Copy each line below exactly and leave the pictures out.
[start of Input for this task]
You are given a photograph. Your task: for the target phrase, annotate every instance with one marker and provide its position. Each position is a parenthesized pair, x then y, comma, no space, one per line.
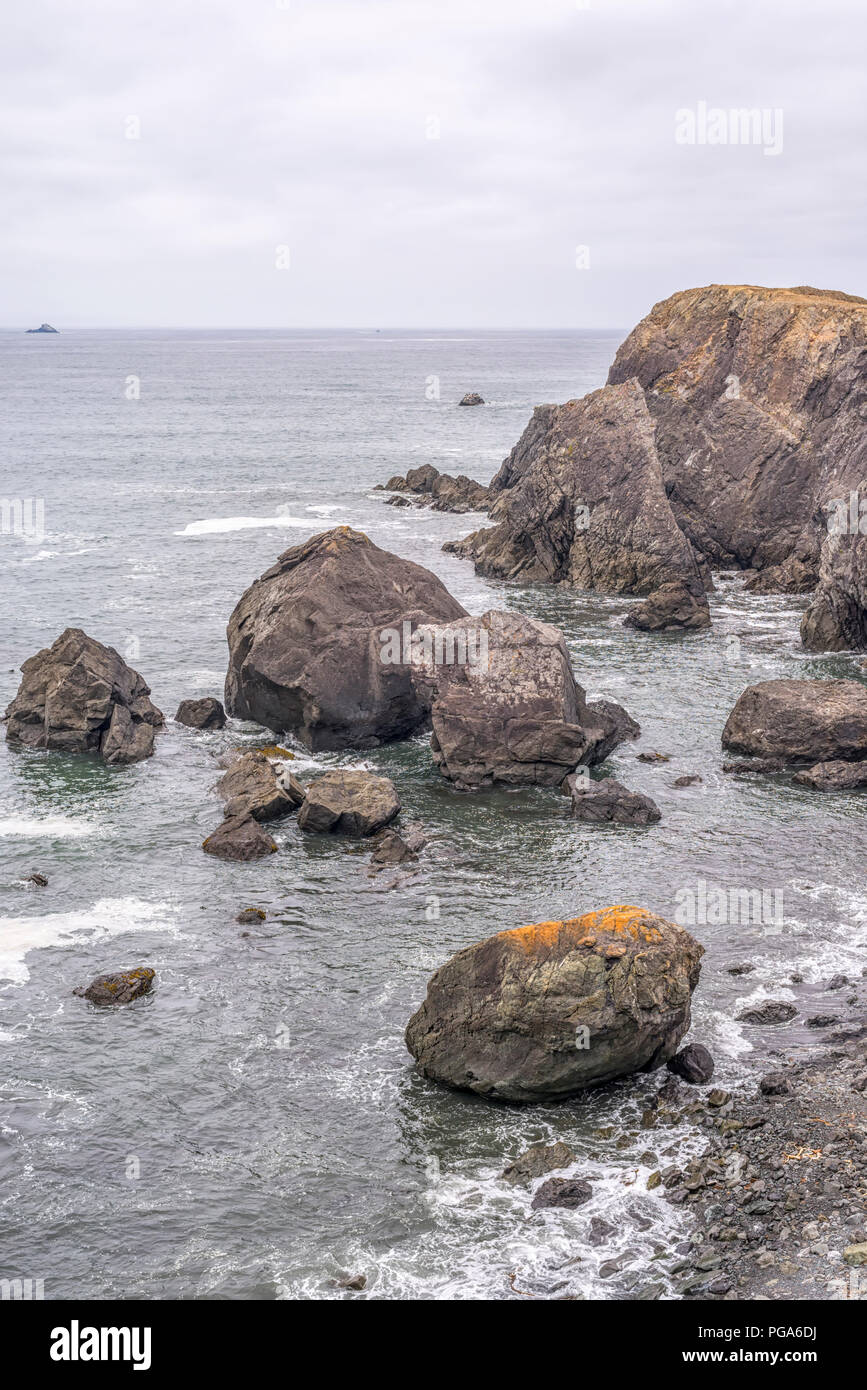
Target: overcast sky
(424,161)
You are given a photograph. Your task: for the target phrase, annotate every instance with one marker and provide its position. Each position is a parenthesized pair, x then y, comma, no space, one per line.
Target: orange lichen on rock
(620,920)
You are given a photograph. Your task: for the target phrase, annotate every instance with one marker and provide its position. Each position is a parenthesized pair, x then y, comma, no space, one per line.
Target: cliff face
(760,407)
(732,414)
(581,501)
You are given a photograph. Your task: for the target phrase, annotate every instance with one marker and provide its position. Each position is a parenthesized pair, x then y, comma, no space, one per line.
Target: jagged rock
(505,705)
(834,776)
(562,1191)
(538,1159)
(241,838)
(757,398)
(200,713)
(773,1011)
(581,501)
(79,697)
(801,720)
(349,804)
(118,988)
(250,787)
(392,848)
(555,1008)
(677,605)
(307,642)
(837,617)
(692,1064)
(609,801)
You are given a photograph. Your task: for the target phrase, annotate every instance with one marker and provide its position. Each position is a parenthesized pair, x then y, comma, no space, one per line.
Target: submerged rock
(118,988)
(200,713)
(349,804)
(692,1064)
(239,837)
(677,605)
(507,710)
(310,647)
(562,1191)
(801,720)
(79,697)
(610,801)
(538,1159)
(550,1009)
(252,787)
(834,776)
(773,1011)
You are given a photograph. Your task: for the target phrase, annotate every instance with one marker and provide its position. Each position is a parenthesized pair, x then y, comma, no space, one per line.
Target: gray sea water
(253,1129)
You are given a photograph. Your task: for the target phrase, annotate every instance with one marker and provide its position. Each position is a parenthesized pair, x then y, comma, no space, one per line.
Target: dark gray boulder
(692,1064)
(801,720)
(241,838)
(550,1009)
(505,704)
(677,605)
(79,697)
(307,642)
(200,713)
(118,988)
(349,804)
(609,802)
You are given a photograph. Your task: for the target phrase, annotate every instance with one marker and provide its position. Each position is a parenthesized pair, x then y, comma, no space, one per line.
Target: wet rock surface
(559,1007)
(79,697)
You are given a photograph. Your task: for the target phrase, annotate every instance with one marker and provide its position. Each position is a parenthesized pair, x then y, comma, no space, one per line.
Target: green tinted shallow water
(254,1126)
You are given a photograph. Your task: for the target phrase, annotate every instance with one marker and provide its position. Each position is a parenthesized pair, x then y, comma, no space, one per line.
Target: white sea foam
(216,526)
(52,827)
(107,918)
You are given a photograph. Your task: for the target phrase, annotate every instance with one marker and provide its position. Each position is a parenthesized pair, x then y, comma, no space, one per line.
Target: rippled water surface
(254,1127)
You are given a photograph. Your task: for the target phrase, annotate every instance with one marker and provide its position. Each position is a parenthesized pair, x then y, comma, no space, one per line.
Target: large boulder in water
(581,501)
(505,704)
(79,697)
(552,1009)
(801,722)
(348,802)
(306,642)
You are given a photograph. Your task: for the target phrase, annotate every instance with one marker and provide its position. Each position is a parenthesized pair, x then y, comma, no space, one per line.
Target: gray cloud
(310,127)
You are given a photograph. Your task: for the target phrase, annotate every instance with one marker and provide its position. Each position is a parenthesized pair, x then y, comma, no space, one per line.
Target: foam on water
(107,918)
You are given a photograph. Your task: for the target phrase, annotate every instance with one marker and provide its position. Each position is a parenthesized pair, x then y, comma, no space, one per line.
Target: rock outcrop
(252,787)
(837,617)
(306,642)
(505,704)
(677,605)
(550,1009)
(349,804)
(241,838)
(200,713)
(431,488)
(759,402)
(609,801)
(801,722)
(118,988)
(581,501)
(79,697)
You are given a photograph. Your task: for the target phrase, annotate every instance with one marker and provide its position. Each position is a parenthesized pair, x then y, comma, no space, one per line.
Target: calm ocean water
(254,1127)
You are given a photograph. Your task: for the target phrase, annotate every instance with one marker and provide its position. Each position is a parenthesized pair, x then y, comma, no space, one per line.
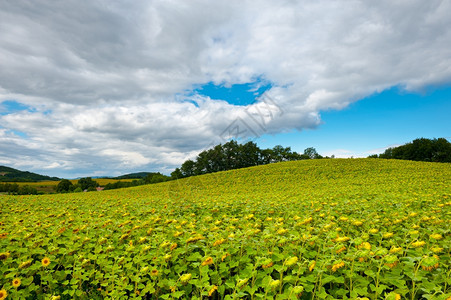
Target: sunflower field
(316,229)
[end of Input for this task]
**In response:**
You are given a photograph. Your task: for the target phrase, annotate every instance with one marker and provide its position. Each position is a parenthesized pair, x then y, comma, no space, one per line.
Target: overcast sky
(424,161)
You are given a photograph. Your task: for the target phrase, annotate every instance with one marker and provide its position. Each position is a parenthesized pair, x then y, comma, no space, one per line.
Target: orange lichen on rock
(620,920)
You are given a photograph. Your task: for the target phrase, annotate every instance with one marker and provide its position. Each position is a parenthesized pair, x then y, comma, no space, one per line.
Target: cliff face
(760,407)
(732,414)
(581,501)
You are given a photograph. Your task: for the target phrase, annotate every instance with one marker and provide its position. Each position is a parenthesized pair, x then y, comma, no space, one per line.
Target: jagged rock
(505,705)
(834,776)
(562,1191)
(538,1159)
(241,838)
(757,398)
(200,713)
(773,1011)
(581,501)
(79,697)
(801,720)
(349,804)
(118,988)
(250,787)
(392,848)
(555,1008)
(677,605)
(307,642)
(837,617)
(692,1064)
(609,801)
You are given a photograph. Your task: for the target phrase, annotate every instance with one marker and provide its position. Each position is a parenthesized pair, x then y, comma, no space, one per line.
Target: submerged rock
(118,988)
(200,713)
(349,804)
(692,1064)
(239,837)
(677,605)
(507,710)
(310,647)
(562,1191)
(801,720)
(79,697)
(610,801)
(538,1159)
(550,1009)
(252,787)
(834,776)
(773,1011)
You are given a photograph. Your task: for the target phrase, annotate every instance with one marker and provide its position. Each position is a parenthesized pair, x then y, comma, no space, one per line.
Target: gray sea water
(253,1129)
You are given a photograph. Your task: for the target phrase, annotate every instance with one marker and provide its position. Each position is a parenthesized pair, x then y, comma, no space, one per line.
Target: dark gray boulder
(692,1064)
(801,720)
(241,838)
(550,1009)
(505,704)
(677,605)
(79,697)
(307,642)
(200,713)
(118,988)
(349,804)
(609,802)
You are given a photograph. Your task: for the target phrase, annotate every instance with one marker and provide its position. Each position is a parenthesized pair, x then y, comma, no space, one per line.
Target: wet rock surface
(559,1007)
(79,697)
You are given a photograph. Your task: for the target phrase, annotate every instance with one marker and provide its position. Each position is a parenthesized pair, x then y, comma, no space, one per line.
Target: green tinted shallow water
(254,1126)
You are given a photograph. Your task: for the target phrase, annotate every instance with one marker and provide its position. Each position is a parenthesized pair, x then y, comma, no space, one per line.
Target: white sea foam
(216,526)
(52,827)
(107,918)
You are given a photograph. Your task: for the target phrase, annotate every instance with one marker and provide its position. Each position is a parenthesized pair, x then y, comma, no space, one per line.
Target: rippled water surface
(254,1127)
You are given a photograph. Your task: for the target phrase, annotate every instance with one marker and provide its position. Each position is a parenthesized pair, x then y, comma, no space, one per line.
Target: large boulder in water
(581,501)
(505,704)
(79,697)
(552,1009)
(801,722)
(348,802)
(306,642)
You are given a photograph. Your task: for the target phrase, annotate every instance with one marker and provide its position. Each position is a parenthesized pair, x then y, comma, no space, one per line.
Target: gray cloud
(310,127)
You are given a photograph. Your task: for the target phrase, annotate every instance with one marker and provide its position. Each position is a parenthesized pair, x then y, comma, no space, one per line.
Target: foam on water
(107,918)
You are given a photograph. Your task: for the target phrase, annotate every instance with one marker and provide its position. Each position is a parenthesized pair, x then y, comma, no space, one per line.
Target: rock outcrop
(252,787)
(837,617)
(306,642)
(505,704)
(677,605)
(550,1009)
(349,804)
(241,838)
(200,713)
(431,488)
(759,402)
(609,801)
(801,722)
(118,988)
(581,501)
(79,697)
You are given a photograph. Your task: for the target phrase, annotate every instance with one marker and provide its position. Each position is a parenthesized pair, x then y, comma, no space, one per line.
Target: calm ocean water
(254,1127)
You are given a photograph. Your task: for the target phrase, annotate every instance with one marker and provide its position. Each position is a parenthesized pair, x then y, comma, no space, one per line.
Target: sunflower field
(316,229)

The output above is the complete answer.